Texte à analyser ->
Nous, scientifiques, professionnels de santé sommes atterrés par le fait qu’une telle proposition puisse recevoir l’appui de responsables politiques, députés ou gouvernements des États membres. Combien de pesticides, initialement autorisés et mis sur le marché, révélés ensuite comme étant hautement toxiques à la fois pour la santé humaine et l’environnement, ont été (fort heureusement) retirés du marché ces dernières années lorsque leurs effets dramatiques ont été mis à jour, parfois avec des retards dommageables ? Les exemples ne manquent pas : des organophosphorés associés au troubles du neurodéveloppement, au chlordécone avec son impact persistant sur les corps et les écosystèmes antillais, en passant par les métabolites de pesticides et la pollution durable des sols et des eaux, ils illustrent les retards qui, pour protéger des intérêts économiques à court terme se payent, à terme, par des coûts collectifs de santé publique. De plus, ces produits nuisent à de nombreuses espèces non ciblées dans les écosystèmes, et, de fait, ont également des impacts négatifs considérables sur la productivité agricole ou sur la gestion de l’eau (pour mémoire, au moins un quart des captages d’eau potable français ont été fermés en 40 ans).
Si la proposition de la commission était adoptée, cela diminuerait de fait la capacité des agences à encadrer la mise sur le marché des pesticides et à surveiller leurs effets sanitaires. Alors que les données scientifiques, médicales, économiques convergent pour justifier un renforcement des agences, un renforcement des contraintes réglementaires sur les pesticides et, plus largement, un soutien aux alternatives aux pesticides. Nous demandons que le gouvernement français, les parlementaires nationaux et européens mettent tout en œuvre pour qu’une telle proposition ne soit jamais adoptée, et parallèlement, renforcent le rôle et l’indépendance de notre agence sanitaire, l’Anses, pour qu’elle ait les moyens d’une application licite du règlement 1107/2009. Une décision de la justice administrative (CAAP du 3/09/2025) exige d’ailleurs de l’État qu’il mette en œuvre une évaluation des pesticides conforme au « dernier état des connaissances scientifiques » et aux « exigences du règlement européen de 2009 » et lui enjoint de réexaminer les autorisations déjà délivrées. La récente décision conjointe du gouvernement et des fabricants de pesticides de se pourvoir en cassation contre cette mesure de santé publique est affligeante.

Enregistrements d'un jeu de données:
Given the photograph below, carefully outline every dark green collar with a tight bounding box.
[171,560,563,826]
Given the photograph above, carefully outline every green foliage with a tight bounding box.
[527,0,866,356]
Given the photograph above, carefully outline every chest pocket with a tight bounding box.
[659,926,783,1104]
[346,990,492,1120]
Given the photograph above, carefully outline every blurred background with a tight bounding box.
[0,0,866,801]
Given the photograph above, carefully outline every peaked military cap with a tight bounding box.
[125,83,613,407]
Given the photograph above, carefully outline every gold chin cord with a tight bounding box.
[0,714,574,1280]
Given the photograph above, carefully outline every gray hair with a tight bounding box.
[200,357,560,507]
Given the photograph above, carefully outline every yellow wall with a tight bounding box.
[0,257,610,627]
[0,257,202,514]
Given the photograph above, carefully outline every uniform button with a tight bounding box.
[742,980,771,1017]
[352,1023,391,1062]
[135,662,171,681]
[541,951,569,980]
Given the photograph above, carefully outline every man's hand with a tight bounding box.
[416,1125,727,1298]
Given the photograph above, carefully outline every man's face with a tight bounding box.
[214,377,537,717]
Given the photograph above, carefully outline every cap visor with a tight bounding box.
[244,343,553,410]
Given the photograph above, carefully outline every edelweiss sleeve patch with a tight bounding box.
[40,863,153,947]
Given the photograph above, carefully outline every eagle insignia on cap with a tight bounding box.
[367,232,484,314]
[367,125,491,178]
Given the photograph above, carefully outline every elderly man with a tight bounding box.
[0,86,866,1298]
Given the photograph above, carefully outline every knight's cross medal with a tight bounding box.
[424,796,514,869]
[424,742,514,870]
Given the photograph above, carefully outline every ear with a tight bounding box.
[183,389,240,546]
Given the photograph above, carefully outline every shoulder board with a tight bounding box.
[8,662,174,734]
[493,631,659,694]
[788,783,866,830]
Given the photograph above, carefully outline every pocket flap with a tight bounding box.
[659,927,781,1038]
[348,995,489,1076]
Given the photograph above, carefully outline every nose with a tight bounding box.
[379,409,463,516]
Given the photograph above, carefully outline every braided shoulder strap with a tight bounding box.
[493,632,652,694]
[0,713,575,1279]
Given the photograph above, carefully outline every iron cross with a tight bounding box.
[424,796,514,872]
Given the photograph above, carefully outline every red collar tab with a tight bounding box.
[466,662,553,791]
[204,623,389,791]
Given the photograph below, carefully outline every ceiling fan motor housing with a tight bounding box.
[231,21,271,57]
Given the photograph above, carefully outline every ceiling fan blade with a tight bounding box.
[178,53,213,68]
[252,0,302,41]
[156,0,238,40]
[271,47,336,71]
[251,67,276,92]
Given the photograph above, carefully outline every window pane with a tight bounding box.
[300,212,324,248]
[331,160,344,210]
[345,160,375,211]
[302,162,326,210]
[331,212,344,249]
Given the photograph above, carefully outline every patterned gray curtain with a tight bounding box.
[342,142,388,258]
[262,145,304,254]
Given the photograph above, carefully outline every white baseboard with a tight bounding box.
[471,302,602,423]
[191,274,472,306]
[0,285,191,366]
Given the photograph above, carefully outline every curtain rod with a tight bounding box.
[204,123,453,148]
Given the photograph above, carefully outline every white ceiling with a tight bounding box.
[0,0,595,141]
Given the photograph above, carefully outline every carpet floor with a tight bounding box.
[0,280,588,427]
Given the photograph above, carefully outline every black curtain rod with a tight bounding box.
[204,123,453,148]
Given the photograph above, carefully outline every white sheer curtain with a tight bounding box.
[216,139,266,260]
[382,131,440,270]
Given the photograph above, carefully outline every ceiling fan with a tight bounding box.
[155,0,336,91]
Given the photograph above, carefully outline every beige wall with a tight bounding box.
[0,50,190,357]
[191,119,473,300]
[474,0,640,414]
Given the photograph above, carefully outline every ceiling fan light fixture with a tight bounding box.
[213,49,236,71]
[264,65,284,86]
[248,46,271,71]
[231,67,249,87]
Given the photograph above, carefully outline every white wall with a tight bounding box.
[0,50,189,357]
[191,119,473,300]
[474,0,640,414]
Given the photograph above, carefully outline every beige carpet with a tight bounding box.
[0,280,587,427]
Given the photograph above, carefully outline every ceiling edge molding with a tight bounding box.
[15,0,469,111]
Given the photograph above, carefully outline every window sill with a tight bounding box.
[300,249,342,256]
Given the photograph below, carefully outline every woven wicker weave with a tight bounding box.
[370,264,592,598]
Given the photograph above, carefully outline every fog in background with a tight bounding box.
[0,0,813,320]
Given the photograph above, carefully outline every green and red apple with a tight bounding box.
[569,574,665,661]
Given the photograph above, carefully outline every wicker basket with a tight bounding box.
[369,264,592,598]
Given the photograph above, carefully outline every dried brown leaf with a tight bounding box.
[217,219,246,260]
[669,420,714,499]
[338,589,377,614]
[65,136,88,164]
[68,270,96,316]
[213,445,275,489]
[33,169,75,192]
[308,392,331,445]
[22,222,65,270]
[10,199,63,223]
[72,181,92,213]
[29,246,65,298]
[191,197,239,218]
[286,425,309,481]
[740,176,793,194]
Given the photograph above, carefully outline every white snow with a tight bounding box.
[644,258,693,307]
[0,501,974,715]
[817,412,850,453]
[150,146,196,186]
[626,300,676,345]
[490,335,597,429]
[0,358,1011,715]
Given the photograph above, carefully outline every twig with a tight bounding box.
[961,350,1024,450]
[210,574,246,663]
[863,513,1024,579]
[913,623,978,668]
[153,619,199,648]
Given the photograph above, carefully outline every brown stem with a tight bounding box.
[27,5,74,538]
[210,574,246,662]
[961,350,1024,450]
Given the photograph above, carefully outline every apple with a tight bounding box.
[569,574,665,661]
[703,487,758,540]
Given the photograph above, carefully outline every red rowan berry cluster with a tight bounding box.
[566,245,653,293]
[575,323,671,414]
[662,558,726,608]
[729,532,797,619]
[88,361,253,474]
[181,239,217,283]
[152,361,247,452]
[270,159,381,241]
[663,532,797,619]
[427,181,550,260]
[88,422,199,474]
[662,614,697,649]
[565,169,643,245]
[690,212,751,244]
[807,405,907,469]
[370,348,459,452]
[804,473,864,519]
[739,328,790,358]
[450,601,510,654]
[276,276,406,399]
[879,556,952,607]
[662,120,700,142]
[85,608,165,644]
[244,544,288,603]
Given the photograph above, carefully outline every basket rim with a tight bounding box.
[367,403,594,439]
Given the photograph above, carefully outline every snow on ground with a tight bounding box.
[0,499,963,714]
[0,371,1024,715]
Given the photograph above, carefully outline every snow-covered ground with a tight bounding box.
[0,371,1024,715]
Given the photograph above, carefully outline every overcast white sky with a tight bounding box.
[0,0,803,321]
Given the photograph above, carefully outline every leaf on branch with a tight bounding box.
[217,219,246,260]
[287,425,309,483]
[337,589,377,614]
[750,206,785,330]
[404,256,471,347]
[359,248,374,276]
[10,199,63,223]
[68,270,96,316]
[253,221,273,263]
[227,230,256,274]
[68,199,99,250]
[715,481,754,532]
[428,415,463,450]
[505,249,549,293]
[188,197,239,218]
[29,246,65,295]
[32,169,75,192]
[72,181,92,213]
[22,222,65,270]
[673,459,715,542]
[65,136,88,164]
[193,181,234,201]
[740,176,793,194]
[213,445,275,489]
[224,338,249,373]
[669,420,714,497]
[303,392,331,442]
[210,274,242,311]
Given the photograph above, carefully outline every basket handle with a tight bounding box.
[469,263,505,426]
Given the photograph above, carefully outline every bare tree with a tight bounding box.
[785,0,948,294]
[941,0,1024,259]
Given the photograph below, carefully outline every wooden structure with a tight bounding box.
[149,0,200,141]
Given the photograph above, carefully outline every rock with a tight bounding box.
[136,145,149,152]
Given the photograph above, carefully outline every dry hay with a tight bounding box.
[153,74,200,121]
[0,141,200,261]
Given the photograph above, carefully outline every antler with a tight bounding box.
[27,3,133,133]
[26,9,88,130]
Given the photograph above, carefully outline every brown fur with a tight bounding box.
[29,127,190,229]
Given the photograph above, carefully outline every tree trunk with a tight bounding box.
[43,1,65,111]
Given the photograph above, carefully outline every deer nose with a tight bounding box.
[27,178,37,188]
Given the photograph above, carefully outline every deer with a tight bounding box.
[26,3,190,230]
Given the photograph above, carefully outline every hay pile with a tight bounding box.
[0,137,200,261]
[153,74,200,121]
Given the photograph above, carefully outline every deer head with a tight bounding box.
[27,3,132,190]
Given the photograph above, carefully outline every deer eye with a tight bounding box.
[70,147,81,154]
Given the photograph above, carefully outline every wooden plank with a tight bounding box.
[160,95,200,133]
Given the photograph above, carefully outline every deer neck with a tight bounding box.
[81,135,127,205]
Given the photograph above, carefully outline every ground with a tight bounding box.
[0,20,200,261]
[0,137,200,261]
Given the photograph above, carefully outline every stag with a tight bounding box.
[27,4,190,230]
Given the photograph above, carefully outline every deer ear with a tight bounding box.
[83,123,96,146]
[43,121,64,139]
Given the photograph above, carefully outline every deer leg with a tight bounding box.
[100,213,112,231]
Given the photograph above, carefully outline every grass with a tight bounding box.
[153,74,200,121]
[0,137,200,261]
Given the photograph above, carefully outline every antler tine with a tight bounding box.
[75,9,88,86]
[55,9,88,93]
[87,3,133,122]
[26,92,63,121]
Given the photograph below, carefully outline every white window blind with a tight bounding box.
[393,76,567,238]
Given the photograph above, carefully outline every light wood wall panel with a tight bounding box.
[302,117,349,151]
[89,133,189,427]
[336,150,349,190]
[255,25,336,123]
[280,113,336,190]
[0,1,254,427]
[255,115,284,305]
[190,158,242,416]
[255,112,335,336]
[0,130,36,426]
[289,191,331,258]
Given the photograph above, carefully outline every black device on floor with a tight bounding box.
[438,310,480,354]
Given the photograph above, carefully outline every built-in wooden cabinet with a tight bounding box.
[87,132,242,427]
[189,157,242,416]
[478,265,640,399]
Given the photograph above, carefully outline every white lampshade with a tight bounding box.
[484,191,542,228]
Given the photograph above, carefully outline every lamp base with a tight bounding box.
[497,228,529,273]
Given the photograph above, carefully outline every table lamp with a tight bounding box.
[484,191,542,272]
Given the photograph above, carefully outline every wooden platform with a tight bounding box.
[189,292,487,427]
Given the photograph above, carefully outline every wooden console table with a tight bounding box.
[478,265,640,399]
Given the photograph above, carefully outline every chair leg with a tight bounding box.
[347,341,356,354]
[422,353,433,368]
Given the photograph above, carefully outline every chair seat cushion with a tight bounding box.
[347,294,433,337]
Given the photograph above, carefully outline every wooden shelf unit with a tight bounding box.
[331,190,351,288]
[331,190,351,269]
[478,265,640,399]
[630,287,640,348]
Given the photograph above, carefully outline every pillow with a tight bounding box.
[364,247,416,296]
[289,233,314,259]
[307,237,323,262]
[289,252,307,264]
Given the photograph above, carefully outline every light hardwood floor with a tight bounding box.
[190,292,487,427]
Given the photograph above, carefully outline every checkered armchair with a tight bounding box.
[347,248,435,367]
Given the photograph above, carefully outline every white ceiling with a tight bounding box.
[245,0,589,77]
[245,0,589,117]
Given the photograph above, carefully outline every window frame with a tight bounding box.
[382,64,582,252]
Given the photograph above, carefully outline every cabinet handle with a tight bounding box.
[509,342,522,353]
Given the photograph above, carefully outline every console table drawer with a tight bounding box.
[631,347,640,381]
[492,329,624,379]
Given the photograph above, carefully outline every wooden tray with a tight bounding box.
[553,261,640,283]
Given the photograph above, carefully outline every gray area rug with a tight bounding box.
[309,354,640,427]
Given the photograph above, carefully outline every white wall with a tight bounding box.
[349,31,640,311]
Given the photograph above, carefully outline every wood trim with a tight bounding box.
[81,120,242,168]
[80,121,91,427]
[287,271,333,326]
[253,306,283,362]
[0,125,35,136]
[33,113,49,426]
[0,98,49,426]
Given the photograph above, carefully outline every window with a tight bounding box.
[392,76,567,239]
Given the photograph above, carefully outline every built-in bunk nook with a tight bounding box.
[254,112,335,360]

Série d'exercices ->
A. D'après le texte sur les pesticides, quelle part des captages d'eau potable français a été fermée en 40 ans ?
B. Poursuivez le texte sur les pesticides après sa dernière phrase.

Corrigé ->
A. Au moins un quart.

B.
Les données scientifiques sur les effets cocktails, sur les divers mécanismes de cancérogénicité, sur les effets de perturbation endocrinienne, métabolique et neurologique en particulier lors de périodes de vulnérabilité majeure comme la grossesse, ne doivent plus rester bloquées à la porte des agences : ces effets mettent en danger la santé de millions d’européens et le fonctionnement des écosystèmes. Comment imaginer qu’un règlement censé « garantir un niveau élevé de protection de la santé humaine et animale et de l’environnement » puisse le faire, sans référence constante aux données scientifiques, alors que la contamination par les pesticides de tous les milieux est généralisée ?
Etant donnée l’urgence de la situation, nous demandons en outre une entrevue au Premier Ministre Sébastien Lecornu.